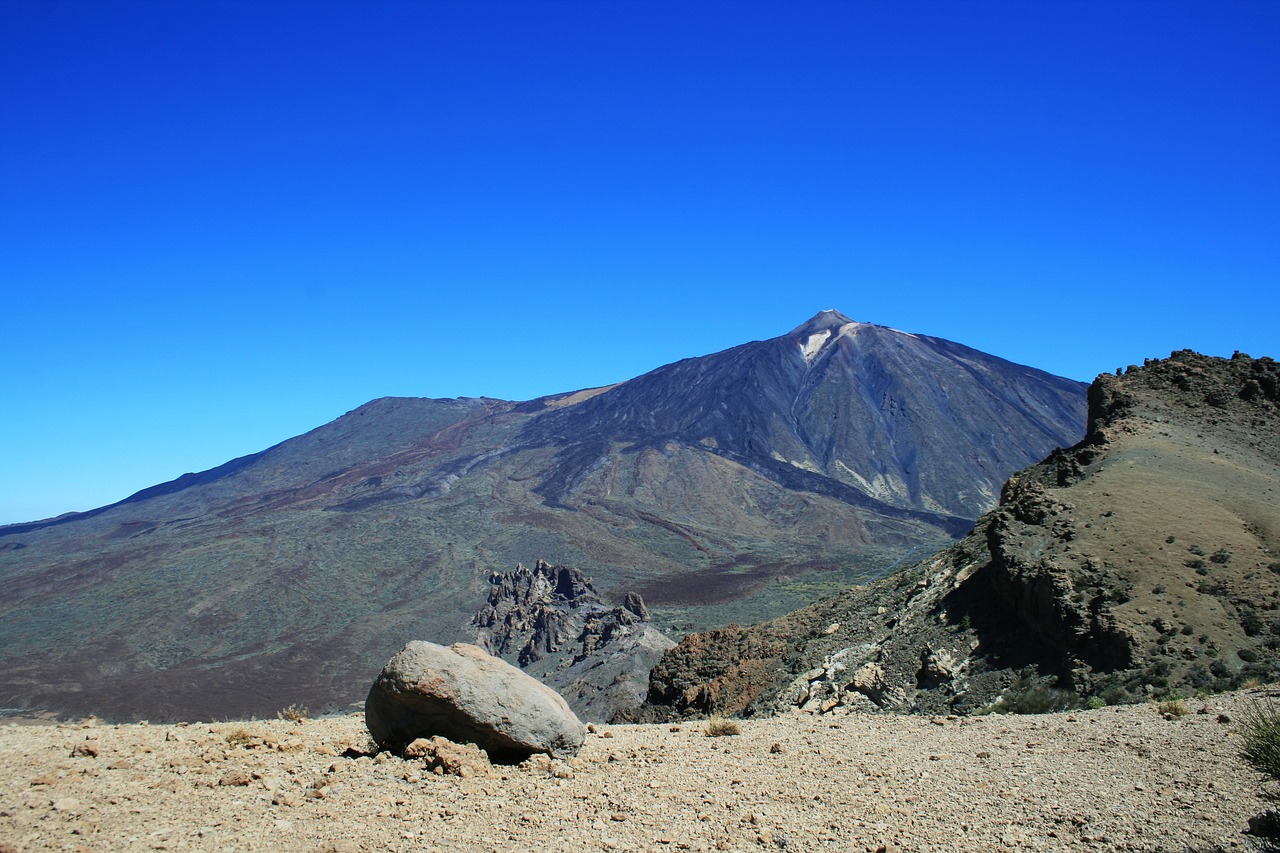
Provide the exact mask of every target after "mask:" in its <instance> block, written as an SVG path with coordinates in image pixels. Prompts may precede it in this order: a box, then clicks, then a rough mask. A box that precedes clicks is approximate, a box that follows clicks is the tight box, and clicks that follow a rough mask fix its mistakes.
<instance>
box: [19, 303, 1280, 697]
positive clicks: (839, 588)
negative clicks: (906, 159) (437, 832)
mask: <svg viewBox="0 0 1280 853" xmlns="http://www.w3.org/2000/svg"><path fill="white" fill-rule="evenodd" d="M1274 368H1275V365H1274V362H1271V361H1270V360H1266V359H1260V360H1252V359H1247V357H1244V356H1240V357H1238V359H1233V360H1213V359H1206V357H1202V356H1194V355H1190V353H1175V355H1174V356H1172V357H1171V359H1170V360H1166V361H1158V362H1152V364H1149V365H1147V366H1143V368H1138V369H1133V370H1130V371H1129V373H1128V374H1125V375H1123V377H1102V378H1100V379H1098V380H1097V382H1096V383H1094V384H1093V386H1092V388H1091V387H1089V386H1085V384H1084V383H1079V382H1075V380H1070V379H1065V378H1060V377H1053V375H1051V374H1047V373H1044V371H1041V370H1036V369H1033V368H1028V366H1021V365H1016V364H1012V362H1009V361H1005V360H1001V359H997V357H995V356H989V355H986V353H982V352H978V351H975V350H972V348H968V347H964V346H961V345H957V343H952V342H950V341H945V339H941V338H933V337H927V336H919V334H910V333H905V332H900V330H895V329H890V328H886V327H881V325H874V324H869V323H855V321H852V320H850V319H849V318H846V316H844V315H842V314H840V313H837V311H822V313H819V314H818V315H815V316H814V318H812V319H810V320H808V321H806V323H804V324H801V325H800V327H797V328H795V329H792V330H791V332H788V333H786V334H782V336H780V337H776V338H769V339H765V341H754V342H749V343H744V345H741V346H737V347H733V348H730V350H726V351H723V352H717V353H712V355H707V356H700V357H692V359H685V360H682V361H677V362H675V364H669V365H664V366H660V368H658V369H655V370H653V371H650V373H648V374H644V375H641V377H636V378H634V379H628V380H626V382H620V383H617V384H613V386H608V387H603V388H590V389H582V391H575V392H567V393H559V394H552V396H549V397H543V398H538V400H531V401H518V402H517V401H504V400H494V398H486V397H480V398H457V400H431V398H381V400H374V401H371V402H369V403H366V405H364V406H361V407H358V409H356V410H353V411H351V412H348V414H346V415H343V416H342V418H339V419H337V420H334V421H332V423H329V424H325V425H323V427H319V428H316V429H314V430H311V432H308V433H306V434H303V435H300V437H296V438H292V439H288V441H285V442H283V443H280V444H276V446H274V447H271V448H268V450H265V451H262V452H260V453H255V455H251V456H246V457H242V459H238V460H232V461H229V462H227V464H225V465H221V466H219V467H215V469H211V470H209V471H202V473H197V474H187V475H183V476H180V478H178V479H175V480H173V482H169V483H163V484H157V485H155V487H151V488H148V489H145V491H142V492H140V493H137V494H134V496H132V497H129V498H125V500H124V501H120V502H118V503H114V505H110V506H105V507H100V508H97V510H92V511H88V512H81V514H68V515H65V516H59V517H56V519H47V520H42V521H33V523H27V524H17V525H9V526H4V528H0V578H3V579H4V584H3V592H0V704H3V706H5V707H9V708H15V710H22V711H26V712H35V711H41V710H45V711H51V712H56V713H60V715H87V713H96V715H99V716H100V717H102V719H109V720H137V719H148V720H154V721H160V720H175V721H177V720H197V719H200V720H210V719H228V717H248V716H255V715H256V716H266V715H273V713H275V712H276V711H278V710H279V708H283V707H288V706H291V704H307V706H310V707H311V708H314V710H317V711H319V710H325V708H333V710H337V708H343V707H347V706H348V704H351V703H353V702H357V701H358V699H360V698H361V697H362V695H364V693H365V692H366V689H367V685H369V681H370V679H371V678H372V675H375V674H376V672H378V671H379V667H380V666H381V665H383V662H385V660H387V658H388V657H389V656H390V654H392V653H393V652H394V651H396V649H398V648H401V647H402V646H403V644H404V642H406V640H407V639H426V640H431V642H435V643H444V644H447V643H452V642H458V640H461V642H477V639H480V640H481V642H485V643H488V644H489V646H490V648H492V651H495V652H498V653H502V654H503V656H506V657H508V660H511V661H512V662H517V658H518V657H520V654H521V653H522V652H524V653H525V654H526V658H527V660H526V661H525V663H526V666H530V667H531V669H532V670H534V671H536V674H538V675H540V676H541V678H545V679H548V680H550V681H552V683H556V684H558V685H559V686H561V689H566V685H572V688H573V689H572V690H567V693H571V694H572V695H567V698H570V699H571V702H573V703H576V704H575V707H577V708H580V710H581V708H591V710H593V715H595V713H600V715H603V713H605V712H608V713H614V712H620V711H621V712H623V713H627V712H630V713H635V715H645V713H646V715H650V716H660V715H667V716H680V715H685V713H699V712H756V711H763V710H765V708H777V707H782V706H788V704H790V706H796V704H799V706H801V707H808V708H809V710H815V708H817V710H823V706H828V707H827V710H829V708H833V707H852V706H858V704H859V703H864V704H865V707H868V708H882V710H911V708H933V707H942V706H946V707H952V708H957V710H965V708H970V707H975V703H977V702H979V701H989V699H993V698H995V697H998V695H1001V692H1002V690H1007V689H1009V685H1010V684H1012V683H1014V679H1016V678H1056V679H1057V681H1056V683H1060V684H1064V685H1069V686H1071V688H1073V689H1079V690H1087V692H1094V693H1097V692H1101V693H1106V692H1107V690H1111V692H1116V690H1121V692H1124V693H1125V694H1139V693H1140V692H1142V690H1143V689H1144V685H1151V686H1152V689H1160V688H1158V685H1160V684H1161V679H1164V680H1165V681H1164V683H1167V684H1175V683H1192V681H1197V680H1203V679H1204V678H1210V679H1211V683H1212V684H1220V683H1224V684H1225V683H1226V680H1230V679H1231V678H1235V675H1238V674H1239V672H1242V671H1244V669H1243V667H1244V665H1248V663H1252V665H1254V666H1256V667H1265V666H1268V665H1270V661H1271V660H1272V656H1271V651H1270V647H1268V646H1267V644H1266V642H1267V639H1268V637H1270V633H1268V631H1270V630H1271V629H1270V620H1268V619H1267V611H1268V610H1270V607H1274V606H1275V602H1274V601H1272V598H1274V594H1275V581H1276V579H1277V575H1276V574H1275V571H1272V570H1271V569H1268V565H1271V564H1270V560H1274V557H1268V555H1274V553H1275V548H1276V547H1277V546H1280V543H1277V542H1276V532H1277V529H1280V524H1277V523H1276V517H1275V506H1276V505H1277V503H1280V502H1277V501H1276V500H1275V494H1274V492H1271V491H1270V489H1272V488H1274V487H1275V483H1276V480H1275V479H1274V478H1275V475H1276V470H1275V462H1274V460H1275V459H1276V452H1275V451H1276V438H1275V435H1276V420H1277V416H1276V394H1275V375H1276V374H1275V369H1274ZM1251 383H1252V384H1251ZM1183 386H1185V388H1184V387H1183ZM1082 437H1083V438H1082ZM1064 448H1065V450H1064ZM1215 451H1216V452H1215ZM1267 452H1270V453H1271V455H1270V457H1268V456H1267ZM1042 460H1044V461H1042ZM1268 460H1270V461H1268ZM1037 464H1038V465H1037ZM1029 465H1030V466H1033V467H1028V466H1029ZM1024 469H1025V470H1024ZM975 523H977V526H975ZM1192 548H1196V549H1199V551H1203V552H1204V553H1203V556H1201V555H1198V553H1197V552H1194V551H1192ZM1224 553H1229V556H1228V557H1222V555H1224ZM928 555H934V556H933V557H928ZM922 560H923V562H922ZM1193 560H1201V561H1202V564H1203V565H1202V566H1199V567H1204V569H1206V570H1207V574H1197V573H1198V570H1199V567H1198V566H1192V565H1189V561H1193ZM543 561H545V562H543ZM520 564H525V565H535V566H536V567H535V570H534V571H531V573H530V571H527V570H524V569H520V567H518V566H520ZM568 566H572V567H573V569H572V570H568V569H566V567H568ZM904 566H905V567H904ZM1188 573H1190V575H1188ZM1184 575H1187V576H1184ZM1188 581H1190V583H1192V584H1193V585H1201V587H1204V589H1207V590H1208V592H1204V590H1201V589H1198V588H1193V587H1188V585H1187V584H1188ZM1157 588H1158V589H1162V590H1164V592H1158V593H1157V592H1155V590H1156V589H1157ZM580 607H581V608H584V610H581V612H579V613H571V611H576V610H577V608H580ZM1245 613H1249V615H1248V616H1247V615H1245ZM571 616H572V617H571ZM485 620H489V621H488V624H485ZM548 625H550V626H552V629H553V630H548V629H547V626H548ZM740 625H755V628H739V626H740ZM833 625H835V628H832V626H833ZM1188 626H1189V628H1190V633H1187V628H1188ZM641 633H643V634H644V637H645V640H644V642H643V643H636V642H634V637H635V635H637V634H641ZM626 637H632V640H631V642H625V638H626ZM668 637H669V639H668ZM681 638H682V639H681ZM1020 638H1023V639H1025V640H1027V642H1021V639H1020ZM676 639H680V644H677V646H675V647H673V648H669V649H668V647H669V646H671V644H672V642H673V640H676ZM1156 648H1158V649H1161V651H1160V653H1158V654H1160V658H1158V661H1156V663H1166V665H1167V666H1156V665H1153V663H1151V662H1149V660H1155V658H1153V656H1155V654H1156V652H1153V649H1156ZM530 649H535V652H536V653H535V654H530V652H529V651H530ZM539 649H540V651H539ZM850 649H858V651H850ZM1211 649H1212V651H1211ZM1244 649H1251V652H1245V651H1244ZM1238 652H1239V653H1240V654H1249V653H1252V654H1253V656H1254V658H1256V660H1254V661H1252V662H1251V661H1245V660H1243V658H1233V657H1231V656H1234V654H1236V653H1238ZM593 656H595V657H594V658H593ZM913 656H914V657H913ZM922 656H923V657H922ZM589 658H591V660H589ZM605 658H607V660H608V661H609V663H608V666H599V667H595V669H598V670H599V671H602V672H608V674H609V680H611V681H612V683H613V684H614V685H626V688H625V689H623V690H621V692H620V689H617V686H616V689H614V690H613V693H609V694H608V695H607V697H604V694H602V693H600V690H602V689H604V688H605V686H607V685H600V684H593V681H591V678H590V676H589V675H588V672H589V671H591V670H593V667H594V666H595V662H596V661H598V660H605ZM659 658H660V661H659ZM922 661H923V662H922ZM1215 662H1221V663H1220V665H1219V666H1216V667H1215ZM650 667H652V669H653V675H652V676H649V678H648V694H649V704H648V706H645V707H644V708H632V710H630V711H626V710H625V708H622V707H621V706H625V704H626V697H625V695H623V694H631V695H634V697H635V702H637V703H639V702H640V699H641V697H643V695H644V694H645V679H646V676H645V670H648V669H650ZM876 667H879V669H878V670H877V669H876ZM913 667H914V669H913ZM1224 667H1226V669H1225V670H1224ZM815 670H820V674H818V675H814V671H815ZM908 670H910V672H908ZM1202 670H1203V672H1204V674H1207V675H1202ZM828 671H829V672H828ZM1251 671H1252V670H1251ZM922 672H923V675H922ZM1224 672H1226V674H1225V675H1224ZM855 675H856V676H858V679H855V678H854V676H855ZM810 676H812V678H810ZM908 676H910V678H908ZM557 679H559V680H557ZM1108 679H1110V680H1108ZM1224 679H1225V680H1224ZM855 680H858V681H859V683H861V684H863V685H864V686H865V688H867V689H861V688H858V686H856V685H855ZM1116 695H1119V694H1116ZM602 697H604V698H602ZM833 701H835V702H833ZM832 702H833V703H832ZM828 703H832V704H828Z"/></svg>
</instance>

- PROBLEM DESCRIPTION -
Your answer should be one number: how many lines in the preceding listing hold "clicks".

- RESPONSE FOR THIS EXERCISE -
3